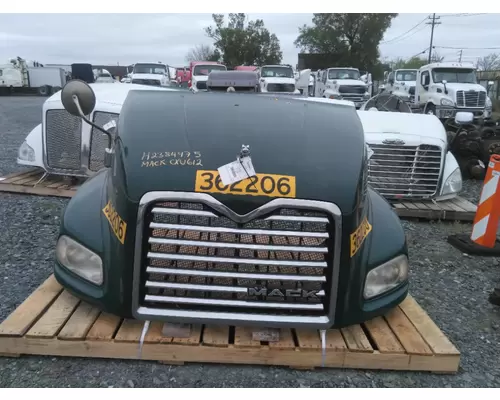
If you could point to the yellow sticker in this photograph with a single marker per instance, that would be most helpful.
(258, 185)
(118, 225)
(359, 235)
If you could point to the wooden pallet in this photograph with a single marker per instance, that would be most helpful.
(457, 209)
(31, 182)
(52, 322)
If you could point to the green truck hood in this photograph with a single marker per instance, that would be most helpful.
(165, 137)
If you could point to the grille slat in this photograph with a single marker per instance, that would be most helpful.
(99, 141)
(63, 140)
(397, 171)
(198, 259)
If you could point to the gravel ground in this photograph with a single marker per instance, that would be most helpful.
(452, 287)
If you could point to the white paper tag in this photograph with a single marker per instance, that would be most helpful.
(234, 171)
(369, 151)
(109, 125)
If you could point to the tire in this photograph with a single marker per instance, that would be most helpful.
(44, 91)
(430, 109)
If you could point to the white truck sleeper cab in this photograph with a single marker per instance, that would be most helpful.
(443, 89)
(65, 145)
(278, 79)
(343, 84)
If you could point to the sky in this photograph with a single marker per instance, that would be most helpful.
(123, 39)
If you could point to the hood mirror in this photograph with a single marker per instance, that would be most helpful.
(79, 100)
(464, 118)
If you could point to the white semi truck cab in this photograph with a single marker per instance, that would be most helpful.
(443, 89)
(277, 78)
(152, 74)
(344, 84)
(401, 82)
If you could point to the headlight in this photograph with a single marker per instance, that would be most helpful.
(386, 276)
(454, 183)
(447, 102)
(26, 152)
(79, 259)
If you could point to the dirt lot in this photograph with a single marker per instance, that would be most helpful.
(451, 287)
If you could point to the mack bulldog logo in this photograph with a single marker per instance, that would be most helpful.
(256, 291)
(359, 236)
(118, 225)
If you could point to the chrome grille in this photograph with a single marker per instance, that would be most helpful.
(99, 141)
(63, 140)
(398, 171)
(198, 260)
(471, 98)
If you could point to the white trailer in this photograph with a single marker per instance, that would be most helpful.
(18, 77)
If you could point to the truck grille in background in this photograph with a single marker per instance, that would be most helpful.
(397, 171)
(198, 260)
(471, 98)
(63, 140)
(280, 87)
(351, 89)
(201, 85)
(99, 141)
(149, 82)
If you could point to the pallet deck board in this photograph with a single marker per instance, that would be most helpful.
(457, 209)
(52, 322)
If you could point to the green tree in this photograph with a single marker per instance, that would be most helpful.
(353, 37)
(242, 43)
(203, 53)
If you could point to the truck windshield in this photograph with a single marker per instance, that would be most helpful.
(156, 69)
(277, 72)
(206, 69)
(454, 75)
(406, 76)
(343, 74)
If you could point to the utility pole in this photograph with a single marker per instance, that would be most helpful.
(432, 23)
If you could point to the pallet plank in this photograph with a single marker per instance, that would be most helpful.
(111, 337)
(356, 339)
(406, 333)
(243, 337)
(383, 336)
(79, 323)
(24, 316)
(430, 332)
(286, 340)
(216, 335)
(104, 327)
(55, 317)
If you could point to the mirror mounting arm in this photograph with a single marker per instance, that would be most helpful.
(82, 115)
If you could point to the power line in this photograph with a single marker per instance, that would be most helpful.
(466, 48)
(433, 23)
(408, 31)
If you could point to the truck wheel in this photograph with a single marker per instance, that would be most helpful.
(430, 109)
(43, 90)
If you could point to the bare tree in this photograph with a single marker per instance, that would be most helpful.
(491, 62)
(201, 52)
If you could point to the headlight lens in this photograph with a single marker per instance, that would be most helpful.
(454, 183)
(26, 152)
(447, 102)
(386, 276)
(79, 259)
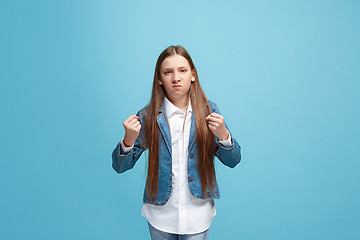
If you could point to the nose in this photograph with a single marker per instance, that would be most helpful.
(176, 77)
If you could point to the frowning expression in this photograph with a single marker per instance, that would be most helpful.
(176, 76)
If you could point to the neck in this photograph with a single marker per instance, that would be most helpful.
(181, 103)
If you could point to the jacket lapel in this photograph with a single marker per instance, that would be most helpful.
(192, 132)
(164, 129)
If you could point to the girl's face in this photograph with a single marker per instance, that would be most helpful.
(176, 76)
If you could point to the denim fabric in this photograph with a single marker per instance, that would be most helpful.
(229, 156)
(156, 234)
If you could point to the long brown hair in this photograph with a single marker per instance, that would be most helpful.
(205, 140)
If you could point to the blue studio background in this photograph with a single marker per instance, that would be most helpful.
(285, 75)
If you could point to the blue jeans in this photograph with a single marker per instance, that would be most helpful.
(156, 234)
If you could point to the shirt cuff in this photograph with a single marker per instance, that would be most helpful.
(227, 142)
(124, 149)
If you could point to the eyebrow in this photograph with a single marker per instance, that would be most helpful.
(171, 68)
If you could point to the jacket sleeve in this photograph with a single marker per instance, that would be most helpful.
(229, 156)
(121, 161)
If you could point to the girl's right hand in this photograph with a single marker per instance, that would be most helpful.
(132, 128)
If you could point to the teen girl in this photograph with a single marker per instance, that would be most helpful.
(183, 131)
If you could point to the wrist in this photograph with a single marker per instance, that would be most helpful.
(127, 143)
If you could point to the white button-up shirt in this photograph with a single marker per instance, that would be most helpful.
(182, 213)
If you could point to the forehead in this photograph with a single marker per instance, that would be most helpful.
(174, 61)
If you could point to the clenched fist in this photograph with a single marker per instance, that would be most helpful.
(217, 126)
(132, 128)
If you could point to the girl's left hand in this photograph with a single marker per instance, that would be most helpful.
(217, 126)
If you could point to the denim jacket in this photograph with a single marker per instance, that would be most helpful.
(229, 156)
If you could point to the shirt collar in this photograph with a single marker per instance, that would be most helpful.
(170, 108)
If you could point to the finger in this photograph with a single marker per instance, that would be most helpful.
(213, 124)
(216, 115)
(133, 121)
(138, 128)
(214, 120)
(136, 124)
(212, 127)
(131, 117)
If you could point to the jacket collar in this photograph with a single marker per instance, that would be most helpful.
(169, 109)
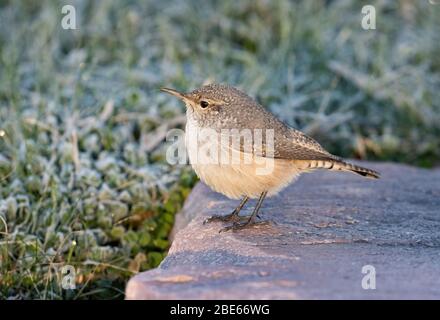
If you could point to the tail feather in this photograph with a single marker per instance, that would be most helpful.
(341, 165)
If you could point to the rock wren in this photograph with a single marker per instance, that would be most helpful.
(223, 108)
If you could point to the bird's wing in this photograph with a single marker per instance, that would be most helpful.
(287, 144)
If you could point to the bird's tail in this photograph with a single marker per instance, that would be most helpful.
(339, 165)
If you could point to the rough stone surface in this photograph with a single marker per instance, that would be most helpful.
(327, 226)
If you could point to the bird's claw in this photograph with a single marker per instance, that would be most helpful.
(244, 225)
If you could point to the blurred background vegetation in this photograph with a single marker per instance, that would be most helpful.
(83, 180)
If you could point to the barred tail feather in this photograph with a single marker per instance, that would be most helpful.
(339, 165)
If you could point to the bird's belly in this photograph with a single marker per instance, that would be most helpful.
(251, 178)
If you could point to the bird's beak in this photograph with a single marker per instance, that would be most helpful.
(175, 93)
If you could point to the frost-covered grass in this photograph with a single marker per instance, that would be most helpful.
(83, 179)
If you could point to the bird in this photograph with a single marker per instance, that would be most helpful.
(286, 152)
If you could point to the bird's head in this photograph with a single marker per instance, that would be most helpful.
(212, 104)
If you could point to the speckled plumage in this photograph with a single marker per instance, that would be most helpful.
(293, 152)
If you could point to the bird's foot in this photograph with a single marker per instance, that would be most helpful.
(227, 218)
(244, 225)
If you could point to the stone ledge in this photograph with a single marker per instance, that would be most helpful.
(327, 226)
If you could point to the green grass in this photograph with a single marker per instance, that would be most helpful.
(80, 181)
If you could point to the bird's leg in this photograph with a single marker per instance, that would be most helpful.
(251, 221)
(229, 217)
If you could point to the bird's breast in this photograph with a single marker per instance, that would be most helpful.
(232, 172)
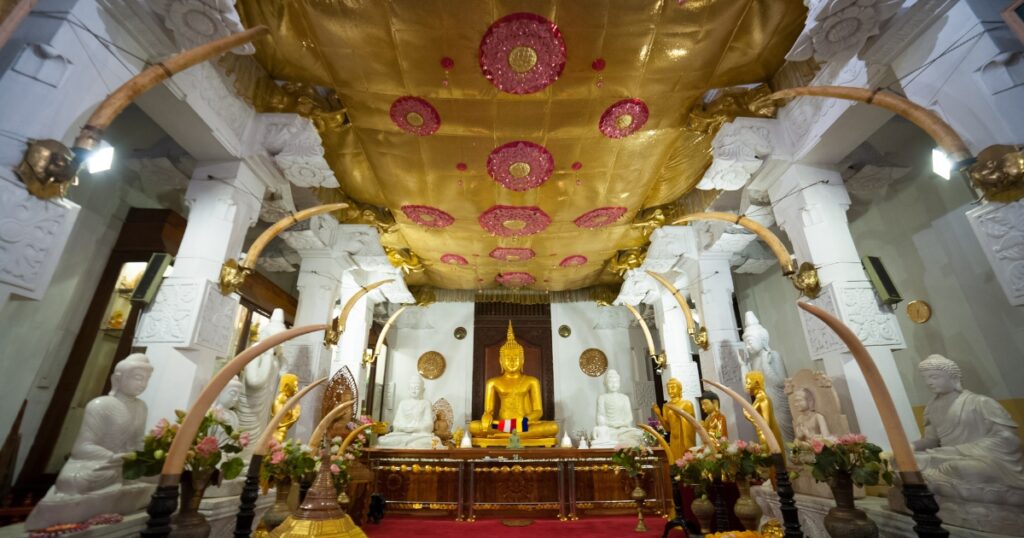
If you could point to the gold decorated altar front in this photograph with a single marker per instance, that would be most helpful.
(555, 482)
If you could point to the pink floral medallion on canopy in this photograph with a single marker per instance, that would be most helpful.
(522, 53)
(512, 253)
(454, 259)
(427, 216)
(573, 261)
(624, 118)
(600, 217)
(514, 220)
(515, 279)
(416, 116)
(520, 165)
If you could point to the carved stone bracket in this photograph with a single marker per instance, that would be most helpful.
(999, 229)
(738, 150)
(33, 234)
(296, 148)
(840, 28)
(858, 306)
(197, 22)
(188, 313)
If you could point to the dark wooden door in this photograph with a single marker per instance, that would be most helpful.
(531, 324)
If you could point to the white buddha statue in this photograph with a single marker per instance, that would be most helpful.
(970, 454)
(759, 357)
(90, 482)
(259, 380)
(614, 417)
(414, 421)
(807, 422)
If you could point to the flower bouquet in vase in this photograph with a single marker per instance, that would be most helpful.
(843, 462)
(742, 462)
(286, 464)
(211, 458)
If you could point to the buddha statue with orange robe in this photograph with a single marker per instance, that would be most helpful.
(512, 396)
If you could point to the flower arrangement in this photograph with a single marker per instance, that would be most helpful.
(851, 454)
(288, 461)
(211, 453)
(340, 461)
(628, 459)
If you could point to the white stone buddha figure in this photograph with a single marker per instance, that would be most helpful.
(90, 482)
(259, 380)
(970, 454)
(807, 422)
(414, 421)
(759, 357)
(614, 417)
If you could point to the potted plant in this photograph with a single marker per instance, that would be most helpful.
(698, 467)
(842, 462)
(741, 462)
(211, 458)
(287, 463)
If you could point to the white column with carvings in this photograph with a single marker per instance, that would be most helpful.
(720, 362)
(810, 206)
(189, 323)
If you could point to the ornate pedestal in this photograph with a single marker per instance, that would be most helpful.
(556, 482)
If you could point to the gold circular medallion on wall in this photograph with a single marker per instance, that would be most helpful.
(919, 311)
(430, 365)
(593, 362)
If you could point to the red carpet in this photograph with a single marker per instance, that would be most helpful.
(593, 527)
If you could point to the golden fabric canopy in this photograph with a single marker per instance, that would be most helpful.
(424, 119)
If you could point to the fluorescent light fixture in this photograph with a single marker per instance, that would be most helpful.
(941, 164)
(101, 159)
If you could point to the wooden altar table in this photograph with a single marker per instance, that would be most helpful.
(563, 483)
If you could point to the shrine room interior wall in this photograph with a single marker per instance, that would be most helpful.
(431, 329)
(37, 335)
(919, 230)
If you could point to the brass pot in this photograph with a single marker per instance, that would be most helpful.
(845, 520)
(705, 512)
(745, 509)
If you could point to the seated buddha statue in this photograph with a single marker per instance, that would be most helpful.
(516, 396)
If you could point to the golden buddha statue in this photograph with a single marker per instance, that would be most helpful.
(715, 422)
(755, 384)
(519, 397)
(289, 385)
(681, 433)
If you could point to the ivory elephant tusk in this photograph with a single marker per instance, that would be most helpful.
(264, 440)
(696, 425)
(774, 445)
(902, 453)
(314, 439)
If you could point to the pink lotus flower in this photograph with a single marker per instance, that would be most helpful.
(208, 446)
(158, 430)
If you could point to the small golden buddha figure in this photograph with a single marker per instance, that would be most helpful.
(755, 384)
(289, 385)
(715, 422)
(516, 396)
(681, 433)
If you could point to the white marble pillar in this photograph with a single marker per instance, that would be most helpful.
(810, 206)
(318, 286)
(678, 347)
(354, 340)
(189, 324)
(720, 362)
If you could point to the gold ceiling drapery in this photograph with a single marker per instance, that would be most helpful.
(667, 53)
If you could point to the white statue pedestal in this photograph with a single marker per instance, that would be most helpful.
(813, 510)
(221, 513)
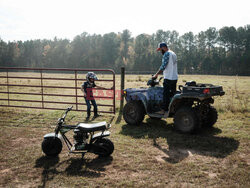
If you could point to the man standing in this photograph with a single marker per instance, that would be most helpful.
(169, 70)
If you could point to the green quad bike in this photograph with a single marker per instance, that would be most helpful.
(190, 106)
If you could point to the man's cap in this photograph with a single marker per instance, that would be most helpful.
(160, 45)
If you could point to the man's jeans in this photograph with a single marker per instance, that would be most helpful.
(89, 106)
(169, 89)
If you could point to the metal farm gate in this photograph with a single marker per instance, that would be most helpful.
(54, 89)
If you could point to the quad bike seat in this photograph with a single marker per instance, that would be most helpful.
(91, 127)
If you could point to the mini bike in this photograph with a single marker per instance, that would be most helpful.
(85, 138)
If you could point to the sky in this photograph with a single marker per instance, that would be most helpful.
(46, 19)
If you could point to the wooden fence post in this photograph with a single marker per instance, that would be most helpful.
(122, 88)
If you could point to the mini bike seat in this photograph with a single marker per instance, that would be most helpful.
(90, 127)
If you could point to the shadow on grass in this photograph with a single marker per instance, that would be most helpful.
(88, 168)
(205, 142)
(77, 167)
(49, 168)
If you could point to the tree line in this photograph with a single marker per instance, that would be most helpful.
(224, 51)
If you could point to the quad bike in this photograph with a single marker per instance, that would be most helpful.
(85, 138)
(190, 106)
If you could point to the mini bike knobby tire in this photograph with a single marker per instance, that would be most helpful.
(104, 147)
(52, 146)
(186, 120)
(133, 113)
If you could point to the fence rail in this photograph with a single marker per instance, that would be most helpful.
(7, 87)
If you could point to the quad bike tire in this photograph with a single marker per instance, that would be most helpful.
(133, 112)
(211, 118)
(186, 120)
(104, 147)
(52, 146)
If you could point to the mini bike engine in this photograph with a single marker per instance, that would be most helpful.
(80, 139)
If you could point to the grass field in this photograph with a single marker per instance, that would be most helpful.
(149, 155)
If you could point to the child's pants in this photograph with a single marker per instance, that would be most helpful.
(89, 106)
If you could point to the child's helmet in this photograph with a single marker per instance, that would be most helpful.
(91, 75)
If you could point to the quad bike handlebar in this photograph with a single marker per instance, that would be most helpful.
(153, 81)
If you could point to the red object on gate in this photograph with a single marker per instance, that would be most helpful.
(43, 86)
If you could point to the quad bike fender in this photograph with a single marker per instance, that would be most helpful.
(53, 135)
(138, 97)
(100, 135)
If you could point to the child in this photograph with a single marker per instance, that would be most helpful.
(87, 89)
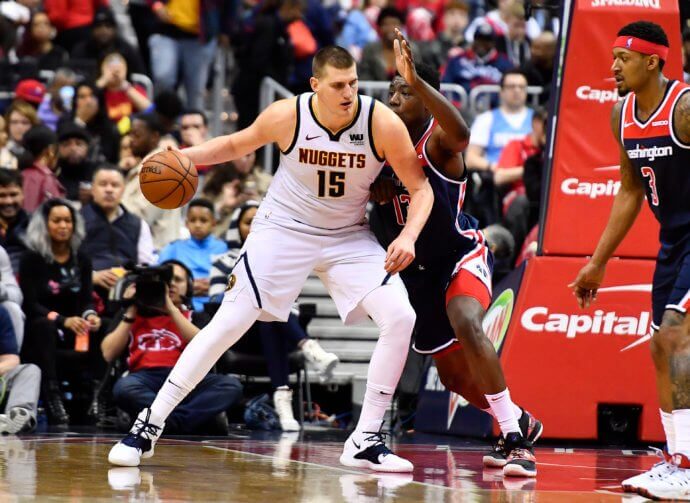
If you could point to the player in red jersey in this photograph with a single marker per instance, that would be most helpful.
(652, 127)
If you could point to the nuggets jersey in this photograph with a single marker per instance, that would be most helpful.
(662, 162)
(323, 178)
(448, 231)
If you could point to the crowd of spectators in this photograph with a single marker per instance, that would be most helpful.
(82, 103)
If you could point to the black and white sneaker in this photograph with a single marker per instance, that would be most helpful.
(369, 450)
(138, 443)
(531, 429)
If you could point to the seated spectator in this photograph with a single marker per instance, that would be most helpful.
(274, 340)
(539, 69)
(61, 323)
(514, 42)
(196, 252)
(509, 168)
(478, 65)
(57, 100)
(20, 117)
(104, 39)
(38, 44)
(455, 19)
(114, 236)
(11, 295)
(153, 344)
(378, 58)
(40, 181)
(13, 217)
(193, 132)
(498, 19)
(122, 99)
(89, 111)
(21, 383)
(222, 188)
(146, 136)
(254, 181)
(76, 171)
(7, 159)
(72, 18)
(356, 32)
(493, 129)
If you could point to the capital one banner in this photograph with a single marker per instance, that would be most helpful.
(561, 361)
(584, 176)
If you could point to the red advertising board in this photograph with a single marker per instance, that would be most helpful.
(584, 173)
(561, 361)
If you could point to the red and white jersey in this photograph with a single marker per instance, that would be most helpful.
(661, 160)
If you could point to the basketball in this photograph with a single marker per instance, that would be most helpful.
(168, 179)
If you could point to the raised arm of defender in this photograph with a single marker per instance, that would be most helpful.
(394, 144)
(275, 124)
(626, 207)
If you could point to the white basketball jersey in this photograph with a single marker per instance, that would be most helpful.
(323, 179)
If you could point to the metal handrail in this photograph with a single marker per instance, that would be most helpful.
(533, 92)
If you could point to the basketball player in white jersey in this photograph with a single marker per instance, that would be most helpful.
(333, 143)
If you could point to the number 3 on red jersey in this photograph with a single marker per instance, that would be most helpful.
(648, 172)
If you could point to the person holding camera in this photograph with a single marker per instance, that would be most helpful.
(153, 337)
(61, 323)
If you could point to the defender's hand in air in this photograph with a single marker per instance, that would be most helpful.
(587, 283)
(400, 254)
(403, 58)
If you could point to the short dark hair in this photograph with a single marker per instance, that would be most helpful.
(646, 30)
(332, 55)
(195, 111)
(429, 74)
(514, 71)
(106, 167)
(152, 122)
(202, 203)
(389, 12)
(10, 177)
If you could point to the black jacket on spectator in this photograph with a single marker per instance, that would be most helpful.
(110, 244)
(12, 239)
(50, 286)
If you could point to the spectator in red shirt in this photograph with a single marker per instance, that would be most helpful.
(39, 181)
(154, 343)
(72, 18)
(122, 99)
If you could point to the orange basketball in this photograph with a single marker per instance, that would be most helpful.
(168, 179)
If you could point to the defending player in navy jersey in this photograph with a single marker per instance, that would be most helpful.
(652, 127)
(449, 282)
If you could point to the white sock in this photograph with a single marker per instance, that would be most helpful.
(230, 323)
(669, 430)
(390, 309)
(504, 410)
(517, 410)
(681, 427)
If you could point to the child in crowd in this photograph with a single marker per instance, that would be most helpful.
(196, 252)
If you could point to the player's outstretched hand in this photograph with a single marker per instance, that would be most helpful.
(382, 190)
(403, 58)
(400, 254)
(587, 283)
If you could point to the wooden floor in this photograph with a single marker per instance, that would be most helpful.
(276, 469)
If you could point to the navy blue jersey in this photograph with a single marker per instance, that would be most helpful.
(662, 161)
(448, 232)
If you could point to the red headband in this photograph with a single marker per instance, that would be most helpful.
(641, 46)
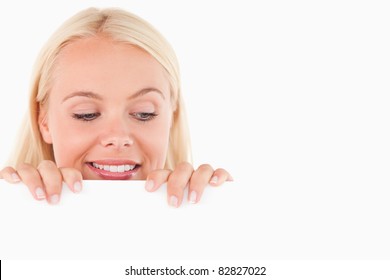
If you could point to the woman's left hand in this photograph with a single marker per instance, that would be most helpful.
(185, 176)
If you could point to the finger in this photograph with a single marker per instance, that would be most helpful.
(156, 178)
(52, 180)
(72, 178)
(219, 177)
(199, 180)
(177, 182)
(10, 175)
(32, 179)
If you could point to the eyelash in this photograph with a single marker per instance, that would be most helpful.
(140, 116)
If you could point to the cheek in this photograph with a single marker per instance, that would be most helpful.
(69, 142)
(154, 144)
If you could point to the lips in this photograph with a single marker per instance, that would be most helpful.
(114, 169)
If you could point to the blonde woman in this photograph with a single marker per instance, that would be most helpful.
(106, 104)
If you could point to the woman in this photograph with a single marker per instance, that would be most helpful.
(106, 104)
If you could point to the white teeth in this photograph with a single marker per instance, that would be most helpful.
(114, 168)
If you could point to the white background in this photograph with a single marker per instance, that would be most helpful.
(292, 97)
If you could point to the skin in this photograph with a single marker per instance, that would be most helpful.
(109, 107)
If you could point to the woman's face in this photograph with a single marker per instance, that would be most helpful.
(109, 110)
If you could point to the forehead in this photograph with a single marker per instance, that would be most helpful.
(101, 64)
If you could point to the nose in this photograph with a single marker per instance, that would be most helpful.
(116, 135)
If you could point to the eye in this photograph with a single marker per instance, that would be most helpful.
(143, 116)
(86, 117)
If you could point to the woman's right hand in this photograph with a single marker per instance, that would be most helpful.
(45, 181)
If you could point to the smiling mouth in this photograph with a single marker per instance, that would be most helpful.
(114, 171)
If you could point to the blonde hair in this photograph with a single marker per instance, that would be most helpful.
(120, 26)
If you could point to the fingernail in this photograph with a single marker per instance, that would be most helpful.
(54, 199)
(40, 193)
(15, 177)
(214, 180)
(149, 185)
(77, 187)
(173, 201)
(193, 197)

================

What you need to do -
From the line that contains "If you could point to the cheek" down to the last line of the listing above, repeat each line exactly, and include nothing else.

Answer -
If you could point to the cheek in this photograph with a single marker per instance, that would be most helpful.
(69, 142)
(154, 144)
If you could point to the lips in this photograph with a single marker per instance, that would be most helpful.
(114, 169)
If you could point to the blonde woman in this photograph with a single marker per instance, that would be most helpful.
(106, 104)
If you could point to the woman in this photograph with a single marker per instance, that would be most helpful.
(106, 104)
If you could point to the white teeth in this photograph with a single marker per instance, that would be most helpful.
(114, 168)
If you could point to the white background in this photograph with a single marker per instance, that would be most helpful.
(292, 97)
If you could point to the skin in this photograph with a single marker per instance, that would be most helpful.
(109, 107)
If you could point to the woman's face in this photograph with a single marker per instance, that would be most helpful.
(109, 110)
If you could point to the forehead in this photograph with a single marker per instance, that would be most helpful.
(101, 64)
If you could point to the nose in this photograph with a single marker per instance, that would be most helpful.
(116, 135)
If you could point to the eye in this photograph with a single marker per instance, that would be most helpful.
(143, 116)
(86, 117)
If you could point to the woman's right hand in this photograph with a single marker per instance, that would be most helpful.
(45, 181)
If you could point to the smiling mouth in this photograph with a single marker per instance, that would be most helpful.
(114, 171)
If you could point to the blonde hair in this photograph with a single marker per instance, that would be most helpful.
(120, 26)
If you could point to the fingernail in this photograph with a single marker per instance, that would be most helpful.
(54, 199)
(40, 193)
(15, 177)
(214, 180)
(149, 185)
(77, 187)
(173, 201)
(193, 197)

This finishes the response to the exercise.